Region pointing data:
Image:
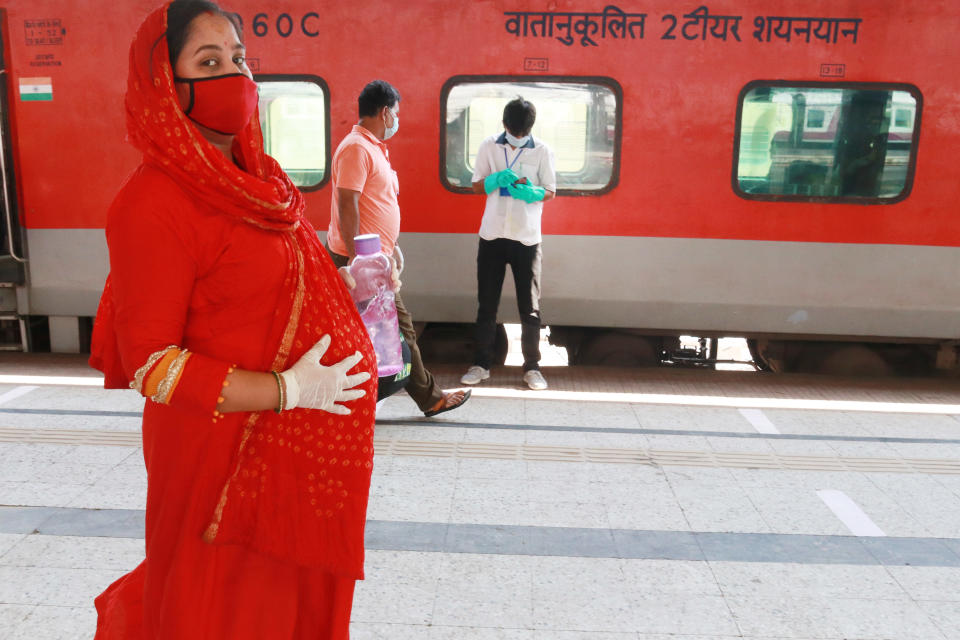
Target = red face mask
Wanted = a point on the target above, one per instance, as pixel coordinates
(223, 104)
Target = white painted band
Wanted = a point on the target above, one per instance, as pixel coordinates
(759, 420)
(16, 393)
(850, 514)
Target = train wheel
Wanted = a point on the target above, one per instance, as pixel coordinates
(615, 349)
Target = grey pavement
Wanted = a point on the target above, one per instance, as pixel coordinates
(570, 518)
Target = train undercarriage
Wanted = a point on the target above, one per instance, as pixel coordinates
(595, 346)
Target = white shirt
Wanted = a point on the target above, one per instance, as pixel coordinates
(505, 216)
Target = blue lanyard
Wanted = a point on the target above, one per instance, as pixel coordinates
(515, 158)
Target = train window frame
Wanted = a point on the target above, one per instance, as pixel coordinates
(905, 192)
(325, 88)
(605, 81)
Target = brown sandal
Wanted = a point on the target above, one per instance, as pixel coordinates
(444, 403)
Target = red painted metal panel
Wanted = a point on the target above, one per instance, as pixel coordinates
(679, 106)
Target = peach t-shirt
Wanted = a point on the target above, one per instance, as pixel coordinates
(362, 163)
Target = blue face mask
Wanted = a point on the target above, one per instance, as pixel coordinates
(515, 141)
(388, 133)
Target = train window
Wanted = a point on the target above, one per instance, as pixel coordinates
(828, 142)
(294, 117)
(577, 117)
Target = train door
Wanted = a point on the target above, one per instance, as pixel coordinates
(13, 335)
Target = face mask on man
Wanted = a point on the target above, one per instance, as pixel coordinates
(223, 104)
(515, 141)
(388, 133)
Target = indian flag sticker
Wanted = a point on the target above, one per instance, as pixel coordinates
(36, 89)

* What you will do
After checking the entries, state how many lines contain "window", and write nothing but the number.

* Output below
2